The task »
Update the entries below by replacing "integer pixel coordinates" with "whole-number pixel coordinates" wherever it occurs, leaving everything else unchanged. Leave the pictures out of your answer.

Raw data »

'''

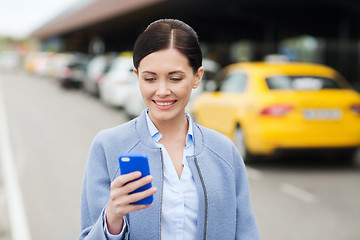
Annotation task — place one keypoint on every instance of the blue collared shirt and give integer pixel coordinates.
(180, 197)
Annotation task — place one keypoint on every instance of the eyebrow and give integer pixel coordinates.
(170, 73)
(174, 72)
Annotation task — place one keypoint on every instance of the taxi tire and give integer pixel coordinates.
(239, 141)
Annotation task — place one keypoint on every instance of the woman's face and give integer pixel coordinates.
(166, 80)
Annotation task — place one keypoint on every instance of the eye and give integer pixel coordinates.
(149, 79)
(176, 79)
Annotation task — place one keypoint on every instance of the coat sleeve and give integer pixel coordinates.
(95, 193)
(246, 227)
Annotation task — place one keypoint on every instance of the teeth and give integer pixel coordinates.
(164, 103)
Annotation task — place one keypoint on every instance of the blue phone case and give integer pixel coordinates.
(132, 162)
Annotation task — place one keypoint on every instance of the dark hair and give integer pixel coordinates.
(167, 33)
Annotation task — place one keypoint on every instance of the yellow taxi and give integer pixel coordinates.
(267, 108)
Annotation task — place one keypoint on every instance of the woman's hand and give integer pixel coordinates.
(119, 203)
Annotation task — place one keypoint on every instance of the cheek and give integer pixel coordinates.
(144, 90)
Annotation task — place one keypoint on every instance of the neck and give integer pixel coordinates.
(173, 127)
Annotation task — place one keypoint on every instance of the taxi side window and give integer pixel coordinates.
(235, 82)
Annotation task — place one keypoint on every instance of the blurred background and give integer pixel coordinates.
(66, 73)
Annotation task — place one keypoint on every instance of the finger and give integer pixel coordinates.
(125, 178)
(137, 207)
(132, 186)
(134, 197)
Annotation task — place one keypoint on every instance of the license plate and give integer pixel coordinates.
(322, 114)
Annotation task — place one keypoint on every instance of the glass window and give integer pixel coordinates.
(235, 82)
(301, 83)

'''

Task response »
Annotation task — place one keypoint on every instance of the blue collared shirt and give whole-number pixel coordinates.
(180, 197)
Annotation task — place one keypoint on every instance of the eyebrow and give whole-number pixel coordinates.
(170, 73)
(174, 72)
Annotation task — place one keypoint on every instance of the taxi tire and give whole-number pixel coordinates.
(239, 141)
Annotation task — place one keypoint on every instance of the woman's face and give whole-number pixel coordinates.
(166, 80)
Annotation task — place one keypoint on every instance of the eye and give whole-number pixel coordinates.
(149, 79)
(176, 79)
Annotation task — place one keypoint on every instance of the coat sleeve and give whole-number pixel coordinates.
(95, 193)
(246, 227)
Annotation task — place one keypoint on every instance of the teeth and give whole-number pixel coordinates.
(164, 103)
Annotation task — place one keypoint on every instance of the blue phone case and give whole-number pixel coordinates.
(132, 162)
Annotation task — place one keypoint on every instance of the dark hair and give whole-number pixel coordinates.
(167, 33)
Annotation task — place one keypoint on every instance of the yellow taxi and give whole-number pixel coordinates.
(267, 108)
Annotation task — place one keypoint on every instance of the woman's hand and give whole-number pixel coordinates.
(119, 203)
Annotation task — place one keypoint on every instance of the cheek and give whole-number pixel coordinates.
(144, 90)
Annotation task — place one keypoint on every instance of the neck and give whole-number pixel coordinates.
(173, 127)
Annotation task — place one keypoint on every instance of the taxi side window and give whole-number pixel coordinates.
(235, 82)
Annotation task — place one keypoint on every instance of the blurred background and give whole-number pixel coordinates.
(66, 73)
Annotation task — place one keypoint on every instance of the finger and give whole-number pixel coordinates.
(125, 178)
(137, 207)
(132, 186)
(134, 197)
Annotation task — place one keypoint on every instance of the license plate and give whole-number pixel coordinates.
(322, 114)
Annotation task — place one keypoint on every instance of the glass window and give whole-number pixel coordinates.
(235, 82)
(301, 83)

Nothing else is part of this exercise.